**WHAT IS BEING ASKED**:
Starting at the line that contains "rock face in this photo.", restate every line word for word through the end of the entries.

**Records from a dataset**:
⁂
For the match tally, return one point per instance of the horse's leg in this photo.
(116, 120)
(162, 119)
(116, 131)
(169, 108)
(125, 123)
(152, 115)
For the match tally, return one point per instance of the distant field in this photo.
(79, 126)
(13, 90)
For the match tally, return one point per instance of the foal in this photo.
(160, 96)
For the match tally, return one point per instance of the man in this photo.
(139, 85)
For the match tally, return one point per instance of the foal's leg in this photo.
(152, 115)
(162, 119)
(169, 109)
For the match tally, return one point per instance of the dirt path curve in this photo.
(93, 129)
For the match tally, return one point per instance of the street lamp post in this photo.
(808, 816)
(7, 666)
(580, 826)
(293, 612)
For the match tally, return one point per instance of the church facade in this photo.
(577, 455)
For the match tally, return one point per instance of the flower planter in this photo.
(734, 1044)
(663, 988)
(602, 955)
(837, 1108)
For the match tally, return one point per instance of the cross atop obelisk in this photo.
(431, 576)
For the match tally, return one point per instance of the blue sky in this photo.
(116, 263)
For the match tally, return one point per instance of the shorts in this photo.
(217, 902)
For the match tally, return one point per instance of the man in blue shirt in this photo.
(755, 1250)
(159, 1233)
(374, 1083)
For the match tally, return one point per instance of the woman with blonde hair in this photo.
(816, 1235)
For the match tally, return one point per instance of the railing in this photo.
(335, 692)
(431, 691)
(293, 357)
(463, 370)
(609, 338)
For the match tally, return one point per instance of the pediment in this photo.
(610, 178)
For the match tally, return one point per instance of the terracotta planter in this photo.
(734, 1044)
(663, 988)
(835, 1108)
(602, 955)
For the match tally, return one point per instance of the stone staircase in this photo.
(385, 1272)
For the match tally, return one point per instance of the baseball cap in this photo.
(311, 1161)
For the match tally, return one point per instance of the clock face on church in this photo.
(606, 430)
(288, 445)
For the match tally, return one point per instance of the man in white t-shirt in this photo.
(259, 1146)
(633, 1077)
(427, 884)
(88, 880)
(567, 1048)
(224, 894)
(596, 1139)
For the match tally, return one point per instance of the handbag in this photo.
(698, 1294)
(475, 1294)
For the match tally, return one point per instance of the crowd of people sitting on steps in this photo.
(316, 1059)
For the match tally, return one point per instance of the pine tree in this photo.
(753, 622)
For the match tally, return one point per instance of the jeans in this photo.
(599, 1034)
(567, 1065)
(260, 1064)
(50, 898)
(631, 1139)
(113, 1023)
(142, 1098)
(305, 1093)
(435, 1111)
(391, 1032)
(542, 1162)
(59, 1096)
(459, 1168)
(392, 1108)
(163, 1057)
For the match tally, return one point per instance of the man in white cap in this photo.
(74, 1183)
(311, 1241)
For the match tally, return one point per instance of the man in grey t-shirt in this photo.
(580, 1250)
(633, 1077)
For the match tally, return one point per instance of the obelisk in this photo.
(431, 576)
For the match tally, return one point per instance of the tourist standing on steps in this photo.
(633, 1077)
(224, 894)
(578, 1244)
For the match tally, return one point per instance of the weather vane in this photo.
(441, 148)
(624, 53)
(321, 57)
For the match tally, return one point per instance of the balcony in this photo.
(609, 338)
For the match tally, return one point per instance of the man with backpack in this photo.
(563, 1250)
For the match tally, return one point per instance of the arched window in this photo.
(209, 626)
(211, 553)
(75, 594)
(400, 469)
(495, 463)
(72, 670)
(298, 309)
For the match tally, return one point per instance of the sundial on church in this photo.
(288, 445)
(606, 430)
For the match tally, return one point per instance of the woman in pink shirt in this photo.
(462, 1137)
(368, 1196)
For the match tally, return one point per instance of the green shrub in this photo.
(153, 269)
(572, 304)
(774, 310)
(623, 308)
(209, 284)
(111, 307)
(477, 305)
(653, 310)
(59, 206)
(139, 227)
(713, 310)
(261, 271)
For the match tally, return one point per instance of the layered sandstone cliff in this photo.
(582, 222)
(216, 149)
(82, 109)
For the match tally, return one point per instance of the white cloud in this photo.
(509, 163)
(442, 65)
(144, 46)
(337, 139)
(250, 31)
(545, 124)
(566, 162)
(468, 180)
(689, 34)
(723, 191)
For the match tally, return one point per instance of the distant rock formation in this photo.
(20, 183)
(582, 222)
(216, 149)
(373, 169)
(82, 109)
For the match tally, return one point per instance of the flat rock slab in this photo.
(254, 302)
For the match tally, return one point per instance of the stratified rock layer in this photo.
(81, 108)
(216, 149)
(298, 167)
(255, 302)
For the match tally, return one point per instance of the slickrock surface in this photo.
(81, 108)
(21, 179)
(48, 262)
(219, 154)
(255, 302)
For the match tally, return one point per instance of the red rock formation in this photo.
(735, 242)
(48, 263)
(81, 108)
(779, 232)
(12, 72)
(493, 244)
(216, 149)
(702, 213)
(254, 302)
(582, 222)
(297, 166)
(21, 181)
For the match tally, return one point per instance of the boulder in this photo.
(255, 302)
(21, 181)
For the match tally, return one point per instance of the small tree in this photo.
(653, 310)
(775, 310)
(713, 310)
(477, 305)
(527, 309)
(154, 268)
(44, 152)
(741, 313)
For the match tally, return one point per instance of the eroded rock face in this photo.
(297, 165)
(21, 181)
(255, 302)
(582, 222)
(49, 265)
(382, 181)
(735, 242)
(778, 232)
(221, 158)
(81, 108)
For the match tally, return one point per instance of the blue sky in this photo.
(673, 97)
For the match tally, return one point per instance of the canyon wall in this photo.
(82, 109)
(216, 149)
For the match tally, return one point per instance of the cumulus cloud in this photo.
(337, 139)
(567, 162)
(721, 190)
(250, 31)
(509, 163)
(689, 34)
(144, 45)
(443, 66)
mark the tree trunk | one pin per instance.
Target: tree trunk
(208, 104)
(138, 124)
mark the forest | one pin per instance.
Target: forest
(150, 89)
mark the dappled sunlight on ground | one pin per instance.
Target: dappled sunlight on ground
⁂
**EXERCISE RESULT**:
For the match tally, return one point per instance of the eroded rock face in this photo.
(297, 165)
(21, 181)
(255, 302)
(582, 222)
(49, 265)
(382, 181)
(735, 242)
(778, 232)
(221, 158)
(81, 108)
For the match tally, return one point per instance of the blue sky in this photo.
(673, 97)
For the match tally, return one point per instance of the canyon wall in this photo.
(82, 109)
(216, 149)
For the match tally, return one point per instance of the cumulus cloud in this photo.
(337, 139)
(567, 162)
(721, 190)
(250, 31)
(509, 163)
(689, 34)
(144, 45)
(443, 66)
mark the tree trunk | one pin per instance.
Target: tree trunk
(208, 104)
(138, 124)
mark the forest | one pin per instance.
Target: forest
(150, 89)
mark the dappled sunlight on ground | one pin per instance.
Target: dappled sunlight on ground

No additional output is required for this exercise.